───── DATA PROVIDED
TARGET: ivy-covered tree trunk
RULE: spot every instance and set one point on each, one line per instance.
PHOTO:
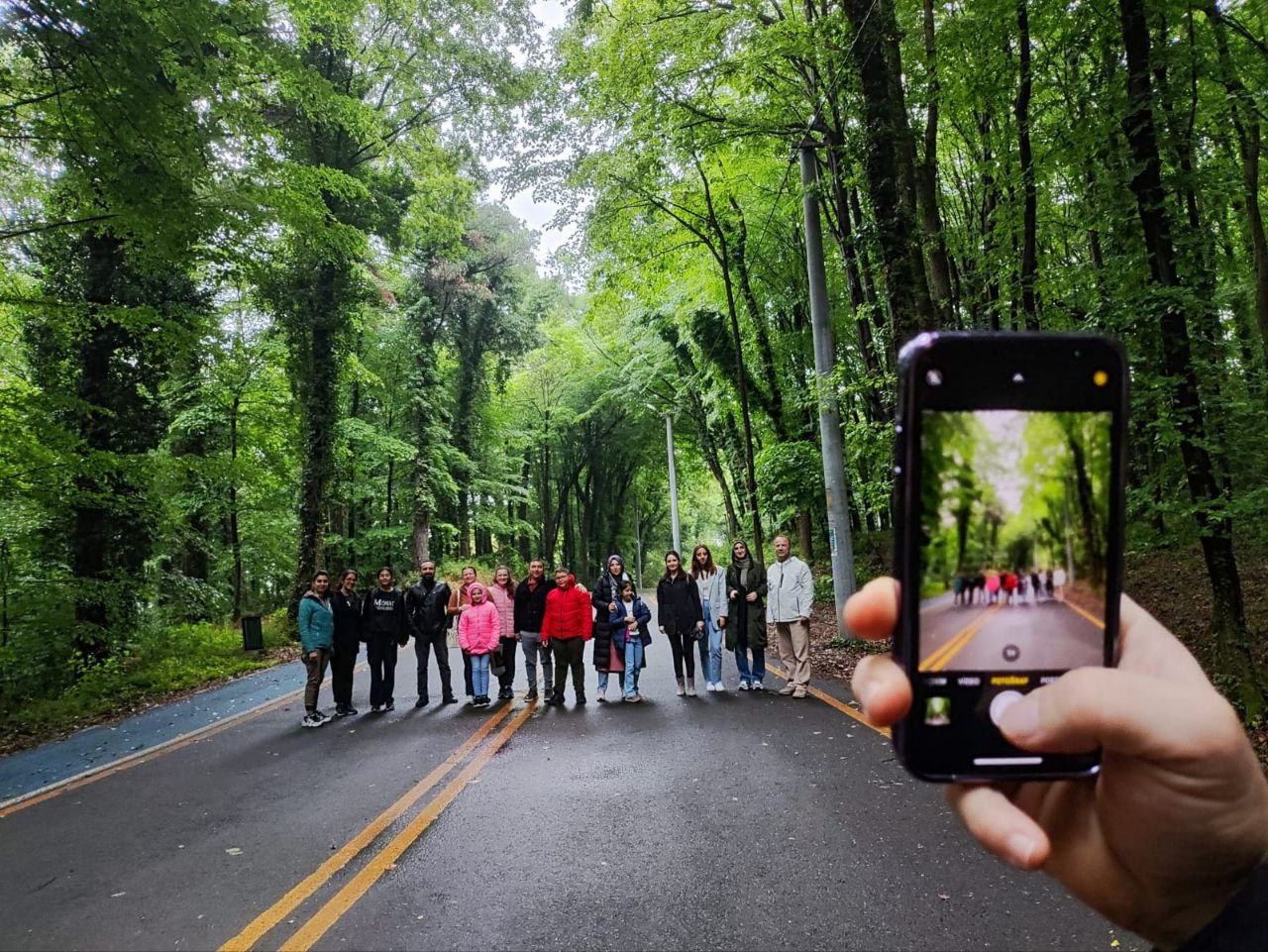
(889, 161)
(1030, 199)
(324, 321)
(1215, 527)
──────────
───── DATA PROVIDED
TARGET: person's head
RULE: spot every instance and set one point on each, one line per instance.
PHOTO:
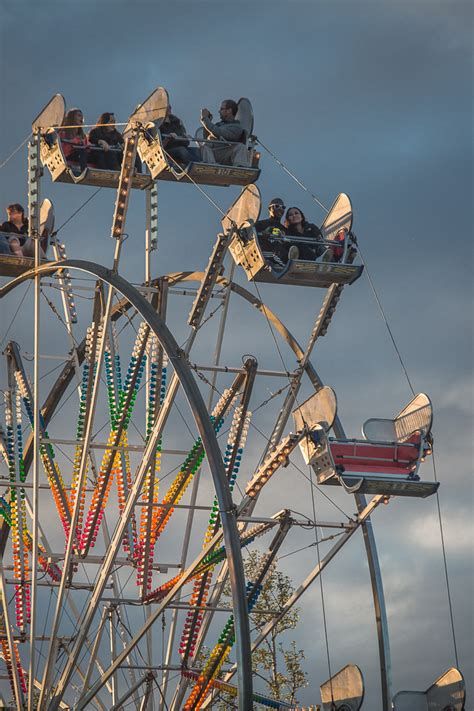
──────────
• **EXERCISE AIM**
Wherever the string "TARGET" appears in the entries above, return the line it appears on.

• **REPLY**
TARGET: ivy-covered tree trunk
TARGET: person's head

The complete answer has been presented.